**WHAT IS NEEDED:** Please reproduce the text below on engine upgrades beyond the exhaust, word for word and in full.

>> START TEXT SECTION

Any truth? I like power under the curve also, not just topend. Suggestions beyond the exhaust?
 
i believe factory exhaust requires 93, thats what I run (787 spec1)

my list would start with impeller, i have no opinion on which prop but if doc says swirl, then get a swirl until a hx junkie says differently.

sponsons will improve cornering, it will turn much harder .

exhaust WILL get improvements, but will probably shorten the life span but hard to prove that, I don't know about the jump to 7600 rpm's ... I run 7050 on my xp with spec1, never been anywhere near 7600.

flame arrestors and rejetting might get a tiny improvement, but not enough to get excited, but makes carb tuning easier :)

water injection maybe ? improves mid range .
 
Im going to file the rough edges of the impeller today. Is shaving the head for a bit of increased compression a worthwhile thing to do at the $100 mark? Also, ive read that carbs from an 800 RAVE motor work great. Anyone done this?

>> END TEXT SECTION
>> START STORED DATA

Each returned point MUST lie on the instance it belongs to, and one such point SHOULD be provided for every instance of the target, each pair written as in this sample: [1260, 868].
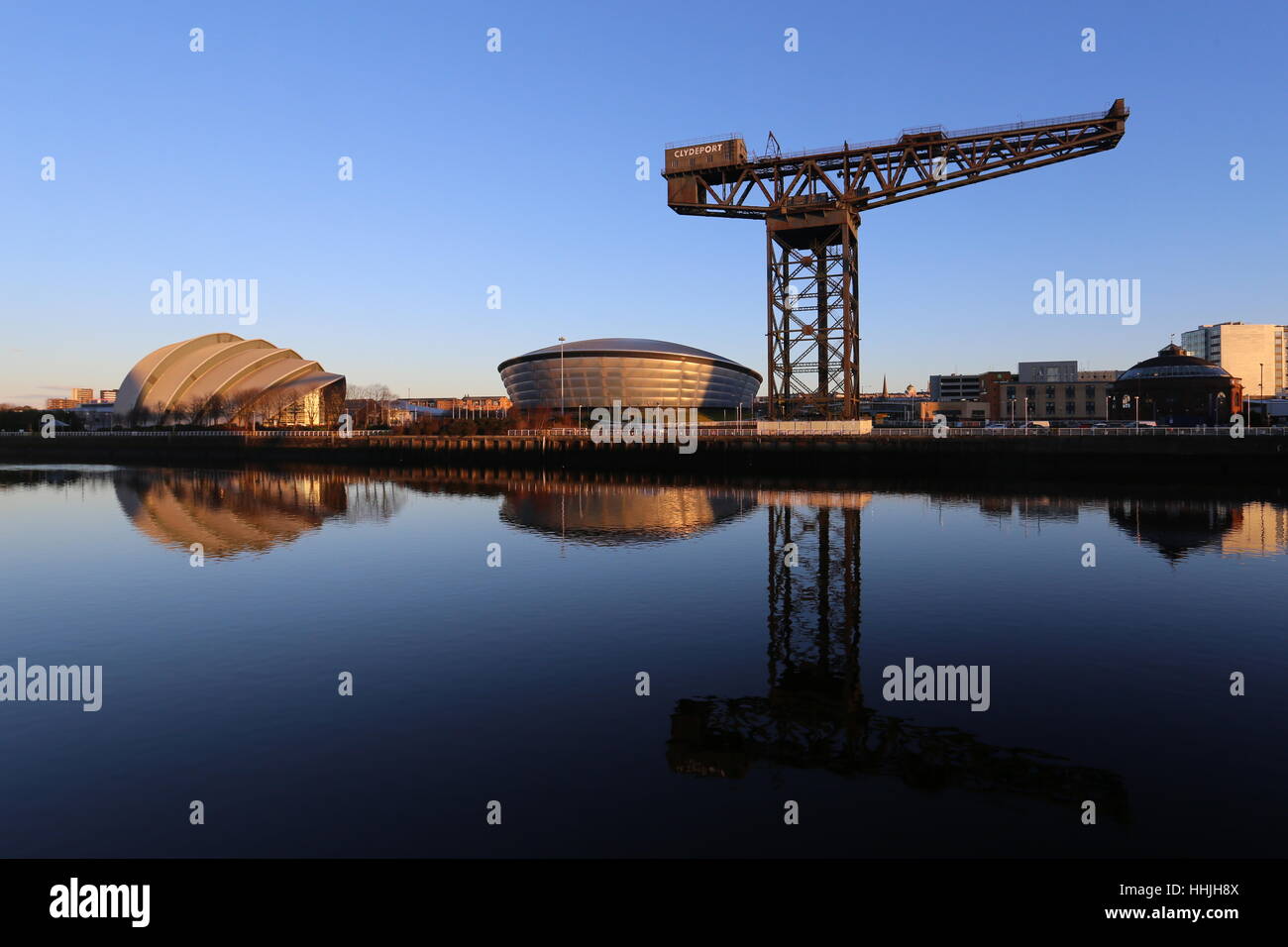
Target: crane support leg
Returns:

>> END STORED DATA

**RESPONSE TO THE TASK:**
Any truth? I like power under the curve also, not just topend. Suggestions beyond the exhaust?
 
i believe factory exhaust requires 93, thats what I run (787 spec1)

my list would start with impeller, i have no opinion on which prop but if doc says swirl, then get a swirl until a hx junkie says differently.

sponsons will improve cornering, it will turn much harder .

exhaust WILL get improvements, but will probably shorten the life span but hard to prove that, I don't know about the jump to 7600 rpm's ... I run 7050 on my xp with spec1, never been anywhere near 7600.

flame arrestors and rejetting might get a tiny improvement, but not enough to get excited, but makes carb tuning easier :)

water injection maybe ? improves mid range .
 
Im going to file the rough edges of the impeller today. Is shaving the head for a bit of increased compression a worthwhile thing to do at the $100 mark? Also, ive read that carbs from an 800 RAVE motor work great. Anyone done this?